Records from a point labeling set
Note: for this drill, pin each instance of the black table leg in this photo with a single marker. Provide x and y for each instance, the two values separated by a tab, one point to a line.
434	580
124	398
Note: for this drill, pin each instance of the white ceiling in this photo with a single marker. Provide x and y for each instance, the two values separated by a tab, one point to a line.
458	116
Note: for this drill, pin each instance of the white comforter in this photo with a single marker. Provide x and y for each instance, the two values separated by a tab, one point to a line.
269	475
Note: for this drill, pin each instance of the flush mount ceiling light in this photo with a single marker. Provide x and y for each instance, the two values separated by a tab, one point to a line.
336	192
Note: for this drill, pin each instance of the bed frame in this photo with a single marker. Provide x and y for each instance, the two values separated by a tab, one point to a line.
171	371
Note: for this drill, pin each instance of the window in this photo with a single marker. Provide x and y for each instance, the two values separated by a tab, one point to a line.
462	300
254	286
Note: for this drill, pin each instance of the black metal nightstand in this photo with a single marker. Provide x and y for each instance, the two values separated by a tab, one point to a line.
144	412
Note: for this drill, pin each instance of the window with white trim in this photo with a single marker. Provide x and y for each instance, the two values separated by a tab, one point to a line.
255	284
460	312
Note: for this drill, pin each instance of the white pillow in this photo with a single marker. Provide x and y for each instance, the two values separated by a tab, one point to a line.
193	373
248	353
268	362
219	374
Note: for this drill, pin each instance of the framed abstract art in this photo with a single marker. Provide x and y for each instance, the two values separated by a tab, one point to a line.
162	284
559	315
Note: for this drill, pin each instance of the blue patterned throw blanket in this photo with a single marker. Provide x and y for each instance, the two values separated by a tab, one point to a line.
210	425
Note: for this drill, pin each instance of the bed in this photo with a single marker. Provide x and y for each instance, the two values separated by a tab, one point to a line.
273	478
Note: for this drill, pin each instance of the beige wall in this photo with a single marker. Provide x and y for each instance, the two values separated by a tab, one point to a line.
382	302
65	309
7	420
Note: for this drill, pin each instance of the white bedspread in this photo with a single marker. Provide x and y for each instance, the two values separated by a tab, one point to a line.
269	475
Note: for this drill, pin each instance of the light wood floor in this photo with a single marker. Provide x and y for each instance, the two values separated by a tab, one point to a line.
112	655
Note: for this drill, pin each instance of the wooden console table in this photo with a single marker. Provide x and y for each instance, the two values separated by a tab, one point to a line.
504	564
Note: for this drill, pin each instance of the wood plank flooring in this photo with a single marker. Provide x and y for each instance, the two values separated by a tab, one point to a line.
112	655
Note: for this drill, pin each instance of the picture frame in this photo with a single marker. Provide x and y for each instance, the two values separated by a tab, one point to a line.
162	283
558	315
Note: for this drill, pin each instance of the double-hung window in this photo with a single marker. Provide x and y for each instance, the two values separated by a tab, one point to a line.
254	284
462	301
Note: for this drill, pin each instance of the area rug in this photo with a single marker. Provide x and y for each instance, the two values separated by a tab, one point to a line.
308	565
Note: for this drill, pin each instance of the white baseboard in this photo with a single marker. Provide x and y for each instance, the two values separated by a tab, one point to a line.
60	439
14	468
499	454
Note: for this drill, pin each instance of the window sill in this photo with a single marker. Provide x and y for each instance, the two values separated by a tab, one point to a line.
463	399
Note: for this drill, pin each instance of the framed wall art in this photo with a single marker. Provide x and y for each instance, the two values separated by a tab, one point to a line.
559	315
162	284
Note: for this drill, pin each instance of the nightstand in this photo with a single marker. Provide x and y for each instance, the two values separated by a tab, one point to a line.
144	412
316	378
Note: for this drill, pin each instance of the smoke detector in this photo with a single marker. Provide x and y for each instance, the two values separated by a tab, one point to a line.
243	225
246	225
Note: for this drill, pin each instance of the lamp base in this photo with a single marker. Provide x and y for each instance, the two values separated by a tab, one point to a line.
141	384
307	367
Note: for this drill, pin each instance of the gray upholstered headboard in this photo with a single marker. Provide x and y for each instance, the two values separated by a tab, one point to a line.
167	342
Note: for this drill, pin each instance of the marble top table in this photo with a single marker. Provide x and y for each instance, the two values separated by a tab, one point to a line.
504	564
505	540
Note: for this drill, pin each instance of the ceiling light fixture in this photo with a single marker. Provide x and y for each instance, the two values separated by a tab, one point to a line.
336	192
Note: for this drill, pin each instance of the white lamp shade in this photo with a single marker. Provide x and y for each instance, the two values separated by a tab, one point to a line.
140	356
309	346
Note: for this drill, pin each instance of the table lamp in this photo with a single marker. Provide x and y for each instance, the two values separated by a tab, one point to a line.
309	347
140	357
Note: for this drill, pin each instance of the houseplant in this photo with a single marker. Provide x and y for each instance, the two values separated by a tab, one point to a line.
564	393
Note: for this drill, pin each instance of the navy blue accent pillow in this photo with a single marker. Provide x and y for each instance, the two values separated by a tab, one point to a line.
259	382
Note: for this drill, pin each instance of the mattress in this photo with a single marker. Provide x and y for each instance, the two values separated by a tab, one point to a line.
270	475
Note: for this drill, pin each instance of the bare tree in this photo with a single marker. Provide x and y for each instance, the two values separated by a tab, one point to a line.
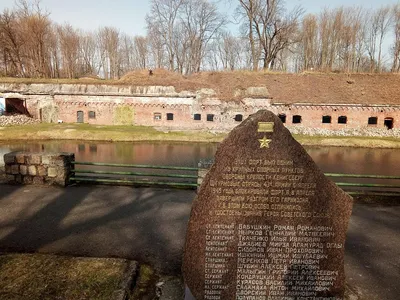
108	39
162	21
275	28
396	46
247	10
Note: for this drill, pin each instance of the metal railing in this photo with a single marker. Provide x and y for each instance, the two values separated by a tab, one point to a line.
186	177
171	176
375	188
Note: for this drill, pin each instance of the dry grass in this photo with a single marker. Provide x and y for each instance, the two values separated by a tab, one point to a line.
41	277
307	87
112	133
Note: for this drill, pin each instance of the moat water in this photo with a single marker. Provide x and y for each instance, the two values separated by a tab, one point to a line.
329	159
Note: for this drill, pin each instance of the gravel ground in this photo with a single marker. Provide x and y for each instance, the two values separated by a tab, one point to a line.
17	120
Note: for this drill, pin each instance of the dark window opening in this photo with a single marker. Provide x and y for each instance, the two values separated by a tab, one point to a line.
372	120
388	123
326	119
14	106
342	120
157	116
79	116
296	119
239	118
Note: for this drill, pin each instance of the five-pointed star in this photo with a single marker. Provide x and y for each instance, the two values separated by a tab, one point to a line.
264	142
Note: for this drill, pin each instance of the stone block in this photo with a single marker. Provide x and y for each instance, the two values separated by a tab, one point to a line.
45	160
15	169
10	178
34	159
37	180
41	170
60	181
23	169
18	178
279	193
52	172
32	170
20	158
27	179
9	158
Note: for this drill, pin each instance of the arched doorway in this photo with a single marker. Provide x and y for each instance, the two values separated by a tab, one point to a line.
388	123
79	117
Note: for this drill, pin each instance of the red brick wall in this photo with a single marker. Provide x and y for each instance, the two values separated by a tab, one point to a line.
144	108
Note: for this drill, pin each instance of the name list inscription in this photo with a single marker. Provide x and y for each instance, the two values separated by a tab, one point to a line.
277	261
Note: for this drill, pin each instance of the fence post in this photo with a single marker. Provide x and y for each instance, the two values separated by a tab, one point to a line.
204	166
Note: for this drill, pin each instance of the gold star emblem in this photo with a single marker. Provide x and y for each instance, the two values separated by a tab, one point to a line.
264	142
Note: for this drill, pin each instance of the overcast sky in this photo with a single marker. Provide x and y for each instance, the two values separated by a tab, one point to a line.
128	15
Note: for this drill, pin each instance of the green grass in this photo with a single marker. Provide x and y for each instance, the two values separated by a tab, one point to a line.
144	287
41	277
120	133
128	133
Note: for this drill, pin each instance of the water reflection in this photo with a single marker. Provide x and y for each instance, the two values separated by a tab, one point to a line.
329	159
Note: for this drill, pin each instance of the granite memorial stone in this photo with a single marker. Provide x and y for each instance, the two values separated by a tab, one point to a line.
266	224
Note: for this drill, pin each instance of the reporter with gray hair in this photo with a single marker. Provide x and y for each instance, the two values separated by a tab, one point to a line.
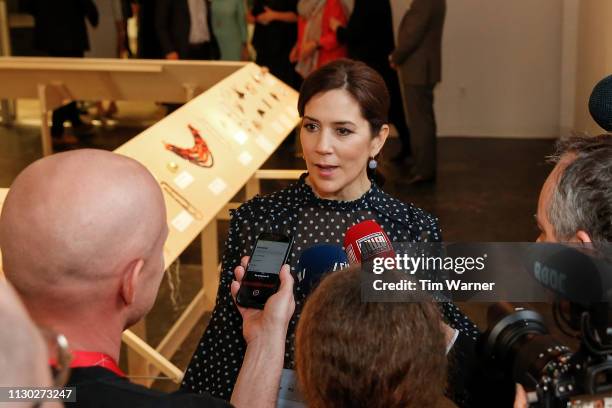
575	203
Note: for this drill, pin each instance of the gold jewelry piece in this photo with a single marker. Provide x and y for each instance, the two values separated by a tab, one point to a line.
182	201
172	166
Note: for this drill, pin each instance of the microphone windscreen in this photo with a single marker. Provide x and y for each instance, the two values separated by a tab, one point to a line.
568	272
318	260
600	103
366	241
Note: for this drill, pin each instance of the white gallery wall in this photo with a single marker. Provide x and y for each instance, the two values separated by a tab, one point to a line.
502	68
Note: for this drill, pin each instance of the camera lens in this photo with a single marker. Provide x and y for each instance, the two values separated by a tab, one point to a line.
518	342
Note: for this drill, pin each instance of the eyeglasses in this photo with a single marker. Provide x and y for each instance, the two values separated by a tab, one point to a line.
60	355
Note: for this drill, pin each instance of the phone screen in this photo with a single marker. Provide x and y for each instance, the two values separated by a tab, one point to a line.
261	280
268	257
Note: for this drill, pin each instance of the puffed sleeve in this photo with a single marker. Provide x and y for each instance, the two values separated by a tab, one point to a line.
217	360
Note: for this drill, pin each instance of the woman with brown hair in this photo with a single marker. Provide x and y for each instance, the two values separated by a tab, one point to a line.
344	107
375	355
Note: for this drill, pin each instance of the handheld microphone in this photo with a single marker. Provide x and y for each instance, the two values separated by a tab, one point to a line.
570	273
317	261
366	241
600	103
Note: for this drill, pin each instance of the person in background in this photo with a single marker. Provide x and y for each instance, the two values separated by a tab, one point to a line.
60	31
24	355
317	43
373	47
274	35
375	355
229	26
108	40
185	30
418	60
344	109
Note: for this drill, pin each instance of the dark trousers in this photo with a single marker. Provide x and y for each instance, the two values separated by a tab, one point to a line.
418	103
68	112
280	67
397	114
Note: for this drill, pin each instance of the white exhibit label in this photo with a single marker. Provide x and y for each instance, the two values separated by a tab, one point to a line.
217	186
182	221
183	180
245	158
292	112
278	128
286	121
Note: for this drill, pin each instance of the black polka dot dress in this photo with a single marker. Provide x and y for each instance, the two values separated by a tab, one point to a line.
296	211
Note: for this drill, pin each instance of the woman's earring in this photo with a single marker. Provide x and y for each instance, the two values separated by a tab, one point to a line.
372	164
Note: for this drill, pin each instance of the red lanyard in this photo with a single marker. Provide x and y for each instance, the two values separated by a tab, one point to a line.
92	359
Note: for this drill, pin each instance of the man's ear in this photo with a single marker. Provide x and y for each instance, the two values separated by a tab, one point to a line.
129	283
583	236
379	141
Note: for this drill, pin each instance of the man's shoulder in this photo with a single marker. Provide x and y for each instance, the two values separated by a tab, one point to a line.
284	199
101	387
97	386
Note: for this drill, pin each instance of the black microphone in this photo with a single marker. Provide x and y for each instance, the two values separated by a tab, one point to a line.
317	261
600	103
572	274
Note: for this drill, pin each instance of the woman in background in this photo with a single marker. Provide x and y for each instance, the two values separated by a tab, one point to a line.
229	26
274	35
375	355
317	44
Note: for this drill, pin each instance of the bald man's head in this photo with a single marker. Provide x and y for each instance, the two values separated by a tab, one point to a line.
75	222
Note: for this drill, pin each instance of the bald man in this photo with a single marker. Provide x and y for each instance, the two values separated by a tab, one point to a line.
23	352
82	235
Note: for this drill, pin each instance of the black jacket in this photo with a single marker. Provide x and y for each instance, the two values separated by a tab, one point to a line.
59	25
173	23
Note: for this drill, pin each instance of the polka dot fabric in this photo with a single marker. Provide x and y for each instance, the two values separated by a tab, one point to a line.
296	211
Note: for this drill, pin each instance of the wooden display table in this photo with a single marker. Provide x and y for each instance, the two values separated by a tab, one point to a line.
55	81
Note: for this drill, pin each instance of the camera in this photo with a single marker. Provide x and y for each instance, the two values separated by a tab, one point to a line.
517	345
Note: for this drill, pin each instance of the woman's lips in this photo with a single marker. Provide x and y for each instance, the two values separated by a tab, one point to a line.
326	170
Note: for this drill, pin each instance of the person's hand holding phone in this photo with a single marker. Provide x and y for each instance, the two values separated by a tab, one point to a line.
275	316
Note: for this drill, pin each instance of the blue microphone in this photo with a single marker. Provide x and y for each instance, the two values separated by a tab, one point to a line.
582	276
318	260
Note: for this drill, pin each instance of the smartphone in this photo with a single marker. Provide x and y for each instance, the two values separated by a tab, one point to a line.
261	279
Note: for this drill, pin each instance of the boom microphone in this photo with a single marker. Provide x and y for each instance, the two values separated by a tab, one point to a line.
571	273
600	103
317	261
366	241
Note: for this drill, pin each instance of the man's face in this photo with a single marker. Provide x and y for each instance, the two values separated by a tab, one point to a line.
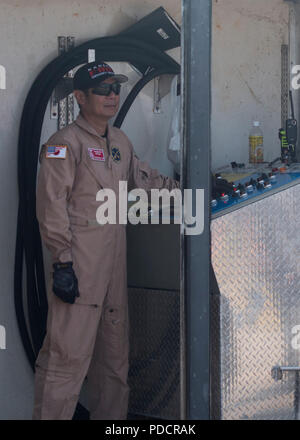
104	107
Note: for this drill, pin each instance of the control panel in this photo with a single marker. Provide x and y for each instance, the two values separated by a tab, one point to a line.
230	195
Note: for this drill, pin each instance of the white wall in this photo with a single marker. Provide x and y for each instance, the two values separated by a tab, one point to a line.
246	75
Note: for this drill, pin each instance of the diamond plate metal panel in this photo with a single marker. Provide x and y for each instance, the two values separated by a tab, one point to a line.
256	258
154	375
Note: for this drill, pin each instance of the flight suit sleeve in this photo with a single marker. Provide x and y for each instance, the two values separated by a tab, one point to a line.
141	175
54	185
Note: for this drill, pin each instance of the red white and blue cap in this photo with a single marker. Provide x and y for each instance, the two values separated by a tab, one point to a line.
91	74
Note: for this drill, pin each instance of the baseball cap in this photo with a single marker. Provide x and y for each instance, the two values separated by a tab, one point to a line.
91	74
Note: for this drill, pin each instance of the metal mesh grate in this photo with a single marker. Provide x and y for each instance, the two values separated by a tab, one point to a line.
154	375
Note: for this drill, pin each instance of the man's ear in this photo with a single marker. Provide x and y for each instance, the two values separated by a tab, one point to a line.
80	96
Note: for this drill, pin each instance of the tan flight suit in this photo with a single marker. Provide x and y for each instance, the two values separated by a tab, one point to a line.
88	338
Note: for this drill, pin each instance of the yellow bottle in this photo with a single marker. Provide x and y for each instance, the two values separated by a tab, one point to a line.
256	140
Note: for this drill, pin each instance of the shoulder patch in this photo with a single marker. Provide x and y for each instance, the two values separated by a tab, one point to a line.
56	151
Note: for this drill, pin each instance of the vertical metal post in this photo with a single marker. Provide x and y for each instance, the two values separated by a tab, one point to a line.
195	172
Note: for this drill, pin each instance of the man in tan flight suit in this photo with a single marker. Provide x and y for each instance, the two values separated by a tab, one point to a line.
87	327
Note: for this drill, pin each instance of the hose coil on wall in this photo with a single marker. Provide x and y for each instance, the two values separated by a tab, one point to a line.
32	322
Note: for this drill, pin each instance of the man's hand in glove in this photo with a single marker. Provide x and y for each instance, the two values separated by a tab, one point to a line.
65	284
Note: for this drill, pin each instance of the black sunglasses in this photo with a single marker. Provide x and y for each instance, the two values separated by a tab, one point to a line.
106	89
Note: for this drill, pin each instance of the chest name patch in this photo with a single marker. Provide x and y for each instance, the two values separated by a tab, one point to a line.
56	151
97	154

## YOUR GOAL:
Repeat only the stretch of lines starting at the one containing "Note: for this drill, pin each instance of the man's hand" and running to the final line of the entries above.

## SOLUTION BELOW:
Note: for this drill, pin each instance of the man's hand in glove in this photo with a single marker. Provide x and y for each instance, the two values separated by a tab, one point to a line.
65	284
Note: for this drill, pin each instance of the black sunglasses in this photo with a single marker. Provide x and y for each instance, the two values separated by a tab, one point to a line.
106	89
Note: for this drill, pin each instance of the chest name patch in this photo with a single marker. Provide x and y for each instance, the two values separated by a tab, one point to a line.
56	151
97	154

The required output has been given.